- Given instruction -
Resume the forum thread about whether e-juice can expire, picking up after its last post.

- Quoted text -
# Can ejuice expire



## PeterHarris (3/11/15)

so i have some PG and VG and then some 36 PG and 36 VG.

i was mixing it down to 6mg.

10ml 36 PG
15ml PG
35ml VG

i mixed/shaked it all together in a plastic bottle.

so this morning i noticed a ring in the bottle where the liquid sits and alos on this ring, dents in the plastic, almost like the bottle was pinched or the plastic was pulled together at those spots.

no take note that there is no flavor in this mix, this is just pure PG and VG.

i did mix it in a bottle that had Amazon in it from vape cartel, but i dont think its that.

any ideas.


----------



## PeterHarris (3/11/15)

Sent from my D6603 using Tapatalk


----------



## Puff Daddy (3/11/15)

You know your e-juice has expired when its a very dark colour and does not smell like anything, nor taste like anything when you vape it. This mostly happens when e-juice sits in the sun for too long


----------



## capetocuba (3/11/15)

Dunno what happened there. I've vaped juice that's 2 years old.

- Dataset entries -
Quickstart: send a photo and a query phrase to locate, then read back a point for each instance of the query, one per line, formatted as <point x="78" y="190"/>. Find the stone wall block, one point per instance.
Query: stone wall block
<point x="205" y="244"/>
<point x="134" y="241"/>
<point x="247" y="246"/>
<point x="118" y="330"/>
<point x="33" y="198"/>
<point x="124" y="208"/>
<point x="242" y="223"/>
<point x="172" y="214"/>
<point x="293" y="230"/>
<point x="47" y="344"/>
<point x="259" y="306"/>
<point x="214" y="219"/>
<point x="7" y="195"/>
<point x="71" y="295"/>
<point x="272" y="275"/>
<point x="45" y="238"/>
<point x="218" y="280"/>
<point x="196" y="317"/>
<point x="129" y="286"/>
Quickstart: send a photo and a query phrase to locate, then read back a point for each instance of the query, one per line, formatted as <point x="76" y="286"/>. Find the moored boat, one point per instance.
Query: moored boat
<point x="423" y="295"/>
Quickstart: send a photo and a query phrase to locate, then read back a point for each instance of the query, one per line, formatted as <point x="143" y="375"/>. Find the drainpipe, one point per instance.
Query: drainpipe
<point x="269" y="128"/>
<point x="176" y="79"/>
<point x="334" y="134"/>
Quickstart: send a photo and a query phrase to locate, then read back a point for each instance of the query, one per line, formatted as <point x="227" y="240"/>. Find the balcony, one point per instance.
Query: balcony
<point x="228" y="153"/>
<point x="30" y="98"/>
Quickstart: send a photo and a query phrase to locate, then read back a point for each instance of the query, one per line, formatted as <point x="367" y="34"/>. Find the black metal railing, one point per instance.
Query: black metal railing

- Output -
----------



## JW Flynn (3/11/15)

in my experience it's bubbles.....

I use a small food processor like device to mix my ejuice and this creates a whole bunch of small babbles, like a very smooth foam to it, this slowly goes away as the juice sits (or if you put it in a ultrasonic, that get's rid of the bubbles even faster) but some times it leaves a ridge where the last bit of bubble remains, this degassing the mix can sometimes take a while. but in any-case, that is what it looks like on mine, and usually after a bit of stirring the ridge goes away. in my experience nothing to worry about.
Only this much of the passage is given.